YOUR TASKS
A. According to the Ivy the Kiwi? review, how many mazes make up the game's initial campaign?
B. Transcribe the part of the Ivy the Kiwi? review starting with "Ivy's a chubby" and going on through "after herself, too.".

BEGIN EXCERPTED PASSAGE

Ivy the Kiwi? Review

Vineland.

Version tested: DS

If the rumours are true, at the heart of Sonic the Hedgehog's creation was a desire to simplify things: Nintendo had laid out the template for platformers, and now SEGA was going to refine it. So where Mario used two buttons, Sonic would use only one. While the plumber liked to dawdle, the hedgehog, for the most part, preferred a breathless dash to the finish line.

If you're looking for any signs of the influence of Sonic's daddy Yuji Naka in his latest game, then, this sense of focus is perhaps the most likely candidate. Slow-paced and gently melancholic where Sonic was frantic and aggressively cheery, Ivy the Kiwi? is still an exercise in thoughtful economy: a platformer – of sorts – with almost no fat on the bone.

Ivy's a chubby little bird with rust-coloured feathers and an expression of fretful hope that wouldn't look out of place in a Schulz cartoon. Having spent the best part of a week with her, I can also confirm that she's utterly incapable of looking after herself, too.

Unable to fly, unable even to jump, Ivy plods along constantly and with a mechanical mindlessness, waddling from left to right until she hits an obstacle - at which point she turns around and heads back the other way. To escort her through the game's gamut of 2D mazes – 50 forming the initial campaign, with another, far trickier, batch as a bonus – your job is to guide her past spikes, drops and baddies by drawing a series of vines to hem her in and keep her from harm.

END EXCERPTED PASSAGE
BEGIN RECORDED DATA

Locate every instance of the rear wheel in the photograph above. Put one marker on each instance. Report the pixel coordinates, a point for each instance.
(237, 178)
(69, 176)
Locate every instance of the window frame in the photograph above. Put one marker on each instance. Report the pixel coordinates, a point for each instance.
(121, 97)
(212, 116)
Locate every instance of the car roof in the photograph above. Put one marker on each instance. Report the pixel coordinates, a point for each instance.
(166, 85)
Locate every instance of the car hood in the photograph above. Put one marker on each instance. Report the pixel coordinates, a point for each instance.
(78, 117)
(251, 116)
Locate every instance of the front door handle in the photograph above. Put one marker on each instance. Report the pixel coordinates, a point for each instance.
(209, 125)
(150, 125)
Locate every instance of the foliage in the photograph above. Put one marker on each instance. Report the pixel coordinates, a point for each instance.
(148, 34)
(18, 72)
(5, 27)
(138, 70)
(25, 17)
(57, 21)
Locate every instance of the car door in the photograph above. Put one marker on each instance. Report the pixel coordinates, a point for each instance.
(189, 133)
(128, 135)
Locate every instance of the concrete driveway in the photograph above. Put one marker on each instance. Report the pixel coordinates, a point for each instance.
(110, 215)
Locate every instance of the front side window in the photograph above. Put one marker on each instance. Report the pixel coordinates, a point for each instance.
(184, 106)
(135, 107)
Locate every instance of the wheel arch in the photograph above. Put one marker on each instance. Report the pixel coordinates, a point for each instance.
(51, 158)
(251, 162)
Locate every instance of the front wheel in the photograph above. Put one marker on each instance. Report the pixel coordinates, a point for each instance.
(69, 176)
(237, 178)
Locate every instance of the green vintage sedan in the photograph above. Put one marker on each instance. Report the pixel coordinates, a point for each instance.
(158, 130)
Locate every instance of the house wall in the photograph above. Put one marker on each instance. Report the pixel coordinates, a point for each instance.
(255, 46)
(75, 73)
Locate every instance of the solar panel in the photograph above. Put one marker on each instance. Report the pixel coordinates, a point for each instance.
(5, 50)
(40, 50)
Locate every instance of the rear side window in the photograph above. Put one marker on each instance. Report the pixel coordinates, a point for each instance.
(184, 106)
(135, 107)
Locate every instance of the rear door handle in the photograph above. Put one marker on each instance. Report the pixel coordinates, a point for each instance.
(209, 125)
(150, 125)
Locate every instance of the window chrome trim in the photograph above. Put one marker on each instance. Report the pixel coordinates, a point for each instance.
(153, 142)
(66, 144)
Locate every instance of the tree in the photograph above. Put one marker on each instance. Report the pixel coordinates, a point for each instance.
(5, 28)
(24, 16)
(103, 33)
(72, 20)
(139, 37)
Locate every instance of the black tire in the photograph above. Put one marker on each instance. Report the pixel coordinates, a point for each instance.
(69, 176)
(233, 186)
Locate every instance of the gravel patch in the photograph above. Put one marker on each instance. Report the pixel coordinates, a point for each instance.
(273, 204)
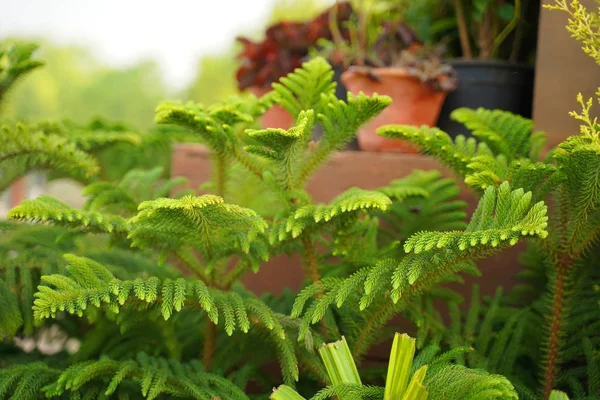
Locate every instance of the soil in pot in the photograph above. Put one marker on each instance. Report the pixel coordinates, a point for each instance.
(413, 103)
(489, 84)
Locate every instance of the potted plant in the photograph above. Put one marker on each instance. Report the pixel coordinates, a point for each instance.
(285, 47)
(383, 55)
(496, 39)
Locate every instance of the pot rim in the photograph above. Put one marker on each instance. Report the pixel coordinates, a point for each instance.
(382, 71)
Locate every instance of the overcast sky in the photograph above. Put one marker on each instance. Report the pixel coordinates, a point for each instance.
(121, 32)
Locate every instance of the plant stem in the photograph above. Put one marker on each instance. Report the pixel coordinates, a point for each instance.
(311, 263)
(518, 40)
(511, 25)
(463, 30)
(220, 172)
(558, 298)
(209, 344)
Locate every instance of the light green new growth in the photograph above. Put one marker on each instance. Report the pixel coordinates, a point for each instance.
(15, 62)
(49, 209)
(583, 25)
(24, 148)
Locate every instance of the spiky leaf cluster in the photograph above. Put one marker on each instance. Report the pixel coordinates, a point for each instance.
(505, 150)
(503, 217)
(24, 148)
(123, 197)
(15, 62)
(145, 376)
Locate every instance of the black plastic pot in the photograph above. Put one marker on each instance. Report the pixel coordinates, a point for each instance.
(488, 84)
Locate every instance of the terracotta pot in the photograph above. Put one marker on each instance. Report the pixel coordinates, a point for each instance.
(413, 103)
(276, 117)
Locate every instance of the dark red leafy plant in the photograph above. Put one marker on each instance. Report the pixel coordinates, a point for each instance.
(285, 47)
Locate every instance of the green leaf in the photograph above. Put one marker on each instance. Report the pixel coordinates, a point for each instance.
(506, 12)
(284, 392)
(339, 363)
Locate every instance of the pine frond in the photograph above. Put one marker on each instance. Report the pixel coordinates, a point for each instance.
(10, 315)
(284, 147)
(25, 381)
(502, 218)
(205, 222)
(87, 283)
(504, 133)
(15, 62)
(302, 89)
(212, 125)
(342, 210)
(49, 209)
(457, 154)
(457, 382)
(579, 159)
(423, 200)
(340, 120)
(152, 377)
(24, 148)
(123, 197)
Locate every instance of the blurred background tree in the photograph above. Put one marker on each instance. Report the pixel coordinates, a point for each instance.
(74, 85)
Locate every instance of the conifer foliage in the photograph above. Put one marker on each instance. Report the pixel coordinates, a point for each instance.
(147, 280)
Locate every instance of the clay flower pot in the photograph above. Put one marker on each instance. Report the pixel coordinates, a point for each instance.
(276, 116)
(413, 103)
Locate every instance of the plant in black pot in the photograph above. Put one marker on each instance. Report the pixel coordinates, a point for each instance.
(496, 40)
(383, 55)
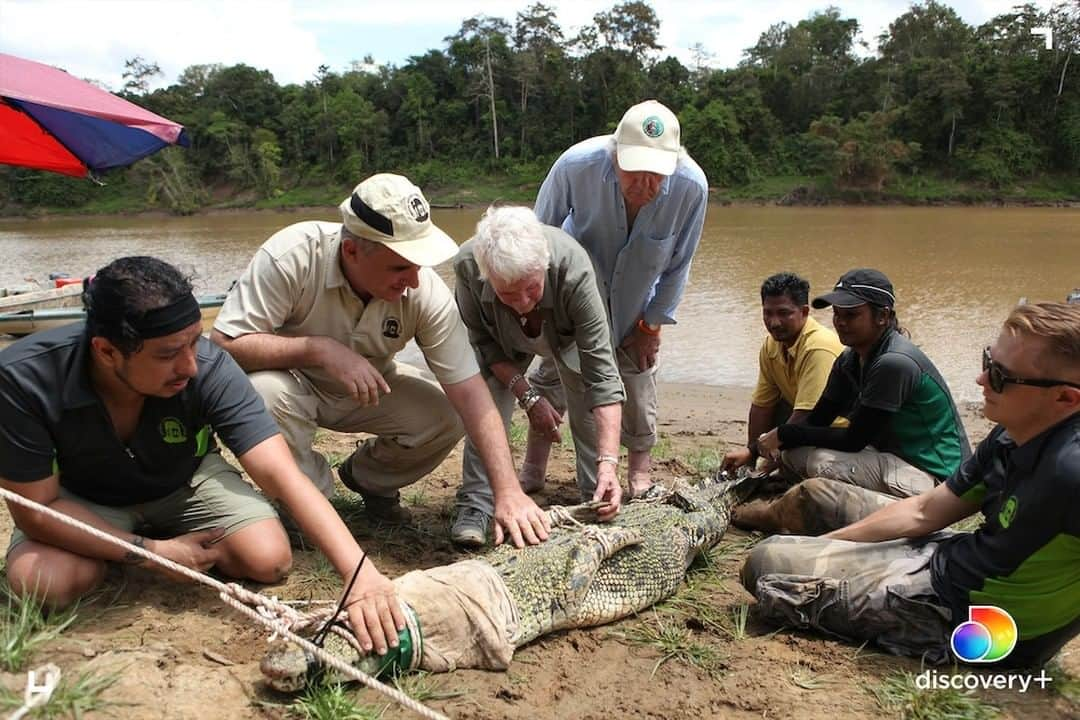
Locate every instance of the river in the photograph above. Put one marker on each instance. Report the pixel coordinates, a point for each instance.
(957, 270)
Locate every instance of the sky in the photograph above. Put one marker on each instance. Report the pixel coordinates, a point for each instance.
(91, 39)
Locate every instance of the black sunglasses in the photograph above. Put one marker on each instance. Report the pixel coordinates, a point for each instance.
(999, 378)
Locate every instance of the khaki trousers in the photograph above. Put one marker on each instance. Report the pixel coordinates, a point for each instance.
(638, 410)
(415, 428)
(475, 489)
(868, 469)
(878, 593)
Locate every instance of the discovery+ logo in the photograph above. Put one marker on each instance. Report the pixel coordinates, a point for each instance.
(988, 636)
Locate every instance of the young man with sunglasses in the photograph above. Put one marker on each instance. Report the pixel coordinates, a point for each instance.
(904, 434)
(894, 579)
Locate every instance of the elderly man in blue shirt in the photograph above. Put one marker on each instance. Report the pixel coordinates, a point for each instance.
(636, 201)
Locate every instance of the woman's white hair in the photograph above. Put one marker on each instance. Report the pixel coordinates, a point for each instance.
(510, 244)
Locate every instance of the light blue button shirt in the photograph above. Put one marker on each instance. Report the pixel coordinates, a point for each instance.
(640, 271)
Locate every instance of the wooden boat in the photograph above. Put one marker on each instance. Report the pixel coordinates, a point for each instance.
(66, 296)
(26, 322)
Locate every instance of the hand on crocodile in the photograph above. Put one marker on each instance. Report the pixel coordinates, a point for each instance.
(608, 490)
(544, 420)
(522, 519)
(375, 614)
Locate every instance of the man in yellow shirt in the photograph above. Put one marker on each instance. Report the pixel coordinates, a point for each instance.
(794, 364)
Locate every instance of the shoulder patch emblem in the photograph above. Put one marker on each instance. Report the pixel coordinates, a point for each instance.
(1008, 512)
(173, 431)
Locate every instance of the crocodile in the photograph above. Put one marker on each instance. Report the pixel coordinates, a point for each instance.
(584, 574)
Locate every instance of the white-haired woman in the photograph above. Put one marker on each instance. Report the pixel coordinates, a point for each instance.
(527, 289)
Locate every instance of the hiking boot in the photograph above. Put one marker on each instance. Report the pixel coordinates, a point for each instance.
(379, 508)
(470, 529)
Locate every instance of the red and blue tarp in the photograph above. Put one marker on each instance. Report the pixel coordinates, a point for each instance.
(51, 120)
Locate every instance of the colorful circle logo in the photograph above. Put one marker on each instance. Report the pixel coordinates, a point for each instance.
(652, 126)
(988, 636)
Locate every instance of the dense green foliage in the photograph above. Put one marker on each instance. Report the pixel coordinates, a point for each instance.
(937, 99)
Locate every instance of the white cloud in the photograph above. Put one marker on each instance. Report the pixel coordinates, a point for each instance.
(291, 38)
(93, 39)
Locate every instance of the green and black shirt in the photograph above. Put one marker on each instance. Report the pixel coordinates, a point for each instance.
(1025, 557)
(53, 421)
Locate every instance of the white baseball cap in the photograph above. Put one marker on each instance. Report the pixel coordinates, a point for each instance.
(390, 209)
(647, 139)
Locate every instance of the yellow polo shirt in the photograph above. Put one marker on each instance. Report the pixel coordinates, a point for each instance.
(294, 286)
(799, 374)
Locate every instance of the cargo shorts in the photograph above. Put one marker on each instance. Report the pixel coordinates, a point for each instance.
(216, 497)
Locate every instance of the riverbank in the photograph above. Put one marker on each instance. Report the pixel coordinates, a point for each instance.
(179, 652)
(120, 198)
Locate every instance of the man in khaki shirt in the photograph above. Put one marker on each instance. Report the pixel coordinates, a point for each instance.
(794, 364)
(316, 320)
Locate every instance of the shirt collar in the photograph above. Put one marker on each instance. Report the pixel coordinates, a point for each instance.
(775, 348)
(612, 177)
(334, 275)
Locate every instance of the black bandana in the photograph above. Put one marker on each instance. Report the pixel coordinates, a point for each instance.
(169, 318)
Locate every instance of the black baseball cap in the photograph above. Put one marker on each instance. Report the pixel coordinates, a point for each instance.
(858, 287)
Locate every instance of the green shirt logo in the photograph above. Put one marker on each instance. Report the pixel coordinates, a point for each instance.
(1008, 513)
(173, 431)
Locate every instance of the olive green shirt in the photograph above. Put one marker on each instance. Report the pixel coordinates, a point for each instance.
(574, 318)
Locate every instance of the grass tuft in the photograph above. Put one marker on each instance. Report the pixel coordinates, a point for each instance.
(26, 626)
(674, 642)
(898, 694)
(331, 701)
(72, 698)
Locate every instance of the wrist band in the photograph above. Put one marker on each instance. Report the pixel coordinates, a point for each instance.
(528, 398)
(644, 327)
(611, 459)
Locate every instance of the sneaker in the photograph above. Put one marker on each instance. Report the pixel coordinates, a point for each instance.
(470, 529)
(379, 508)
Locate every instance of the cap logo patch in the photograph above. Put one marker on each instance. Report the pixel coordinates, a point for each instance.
(652, 126)
(417, 208)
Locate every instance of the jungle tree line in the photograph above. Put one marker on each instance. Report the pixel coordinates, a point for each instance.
(988, 103)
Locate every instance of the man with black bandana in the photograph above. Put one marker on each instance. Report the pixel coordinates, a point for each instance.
(112, 422)
(904, 434)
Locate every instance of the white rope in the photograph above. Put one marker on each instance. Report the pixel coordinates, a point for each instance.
(229, 594)
(36, 694)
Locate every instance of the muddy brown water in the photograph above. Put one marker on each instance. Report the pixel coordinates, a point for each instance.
(957, 271)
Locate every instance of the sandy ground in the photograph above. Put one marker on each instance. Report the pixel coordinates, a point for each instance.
(181, 653)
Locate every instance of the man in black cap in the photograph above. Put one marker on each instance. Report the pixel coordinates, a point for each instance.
(904, 434)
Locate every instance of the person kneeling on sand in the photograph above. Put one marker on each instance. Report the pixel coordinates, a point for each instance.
(527, 289)
(892, 579)
(794, 364)
(904, 434)
(111, 421)
(318, 318)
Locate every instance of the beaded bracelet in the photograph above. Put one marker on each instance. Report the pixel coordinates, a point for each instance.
(529, 398)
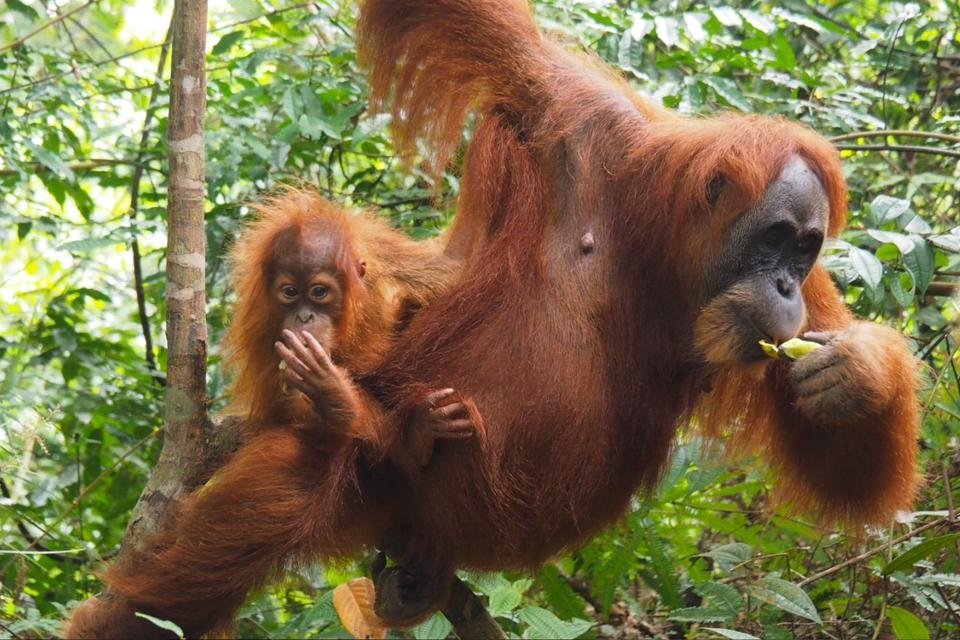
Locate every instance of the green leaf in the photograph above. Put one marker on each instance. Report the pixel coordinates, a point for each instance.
(948, 242)
(51, 160)
(786, 596)
(166, 625)
(25, 10)
(758, 21)
(87, 244)
(902, 288)
(560, 596)
(920, 263)
(727, 16)
(727, 90)
(786, 59)
(544, 624)
(907, 626)
(226, 42)
(728, 555)
(911, 556)
(437, 626)
(667, 30)
(885, 209)
(503, 600)
(722, 596)
(903, 242)
(867, 267)
(731, 634)
(699, 614)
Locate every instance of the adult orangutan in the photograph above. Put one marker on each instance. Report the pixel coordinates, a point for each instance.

END RECORDED DATA

ANSWERS TO EACH TASK
A. 50 mazes.

B.
Ivy's a chubby little bird with rust-coloured feathers and an expression of fretful hope that wouldn't look out of place in a Schulz cartoon. Having spent the best part of a week with her, I can also confirm that she's utterly incapable of looking after herself, too.